Exercise — Retype the data below in full, keeping every character as it is.

+++ Entries provided +++

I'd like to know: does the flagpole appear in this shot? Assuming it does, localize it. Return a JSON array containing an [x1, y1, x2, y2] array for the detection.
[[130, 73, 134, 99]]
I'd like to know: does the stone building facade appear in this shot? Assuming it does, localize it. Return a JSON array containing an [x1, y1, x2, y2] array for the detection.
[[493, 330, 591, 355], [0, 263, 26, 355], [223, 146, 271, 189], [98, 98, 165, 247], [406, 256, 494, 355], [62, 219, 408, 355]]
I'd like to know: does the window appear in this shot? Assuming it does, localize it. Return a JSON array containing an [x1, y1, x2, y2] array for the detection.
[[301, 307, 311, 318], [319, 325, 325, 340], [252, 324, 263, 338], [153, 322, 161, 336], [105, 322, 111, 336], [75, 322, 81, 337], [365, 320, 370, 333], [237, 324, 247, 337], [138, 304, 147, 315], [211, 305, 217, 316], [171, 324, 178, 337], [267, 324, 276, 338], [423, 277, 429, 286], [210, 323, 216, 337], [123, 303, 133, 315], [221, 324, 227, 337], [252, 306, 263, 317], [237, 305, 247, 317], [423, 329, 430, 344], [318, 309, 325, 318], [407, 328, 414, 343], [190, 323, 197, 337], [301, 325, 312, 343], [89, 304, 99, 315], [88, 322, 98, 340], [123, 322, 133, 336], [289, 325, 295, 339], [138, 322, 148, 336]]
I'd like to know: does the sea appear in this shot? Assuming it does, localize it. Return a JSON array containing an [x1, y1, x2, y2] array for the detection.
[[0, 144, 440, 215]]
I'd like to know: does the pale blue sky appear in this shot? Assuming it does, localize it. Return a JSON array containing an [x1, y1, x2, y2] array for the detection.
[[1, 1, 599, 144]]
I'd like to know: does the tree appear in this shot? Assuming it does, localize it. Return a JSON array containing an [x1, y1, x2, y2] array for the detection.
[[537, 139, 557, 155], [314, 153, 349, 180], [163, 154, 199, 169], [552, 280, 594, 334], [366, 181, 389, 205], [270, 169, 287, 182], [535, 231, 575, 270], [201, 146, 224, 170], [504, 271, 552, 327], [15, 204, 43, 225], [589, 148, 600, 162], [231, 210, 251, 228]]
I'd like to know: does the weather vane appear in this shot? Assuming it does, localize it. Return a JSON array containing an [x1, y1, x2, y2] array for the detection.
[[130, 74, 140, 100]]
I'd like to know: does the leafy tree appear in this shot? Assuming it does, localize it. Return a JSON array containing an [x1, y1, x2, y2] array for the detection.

+++

Worked solution —
I'd like to know: does the flagpole appear in this shot? Assuming it does, localize it. Return a JSON array containing an [x1, y1, x2, y2] array for the detection.
[[130, 73, 134, 99]]
I'd like to know: does the stone building facade appear in this shot? Assuming it does, localize it. Return a JSON array containing an [x1, y1, x2, y2] array for the detection.
[[493, 330, 591, 355], [0, 263, 26, 355], [223, 146, 271, 189], [98, 98, 165, 247], [406, 256, 494, 355], [62, 219, 408, 355]]
I'd like to know: does the window appear in this shot? Assuming it does, localize it. Return a JSON array containing an [x1, y1, x2, y2] array for the detection.
[[301, 307, 311, 318], [319, 325, 325, 340], [252, 324, 263, 338], [153, 322, 161, 336], [105, 322, 111, 336], [75, 322, 81, 337], [365, 320, 370, 333], [237, 324, 247, 337], [138, 304, 147, 315], [211, 305, 217, 316], [171, 324, 178, 337], [267, 324, 276, 338], [423, 277, 429, 286], [210, 323, 216, 337], [123, 303, 133, 315], [221, 324, 227, 337], [252, 306, 263, 317], [237, 305, 247, 317], [423, 329, 430, 344], [318, 309, 325, 318], [407, 328, 414, 343], [190, 323, 197, 337], [301, 325, 312, 343], [89, 304, 99, 315], [88, 322, 98, 340], [123, 322, 133, 336], [289, 325, 295, 339], [138, 322, 148, 336]]
I'd like to know: does the sea appear in this shot? Assuming it does, localize it. Return a JSON array containing an [x1, y1, x2, y2] array for the detection.
[[0, 144, 440, 215]]
I'd like to know: does the pale blue sky appear in this shot? Assuming it does, localize it. Return a JSON array containing an [x1, y1, x2, y2] array for the detection.
[[1, 1, 599, 144]]
I'd like to know: does the tree appear in this shot? Assuming it does, localize it. Return a JSON array containing an [x1, y1, x2, y2] array for the detection.
[[537, 139, 557, 155], [314, 153, 349, 180], [163, 154, 199, 169], [552, 280, 594, 334], [366, 181, 389, 205], [270, 169, 287, 182], [535, 231, 575, 270], [201, 146, 224, 170], [504, 271, 552, 327], [15, 204, 43, 225], [589, 148, 600, 162], [231, 210, 251, 228]]
I'd like to know: does the weather vane appear in this shot? Assuming it does, localize it. Return a JSON array containing an [x1, y1, x2, y2] array for the detection.
[[130, 74, 140, 100]]
I'd like to know: does the leafy tree appear in this shot? Assuming it does, localize it. Return a JSON array containing an [x1, y1, x2, y2] array for the detection.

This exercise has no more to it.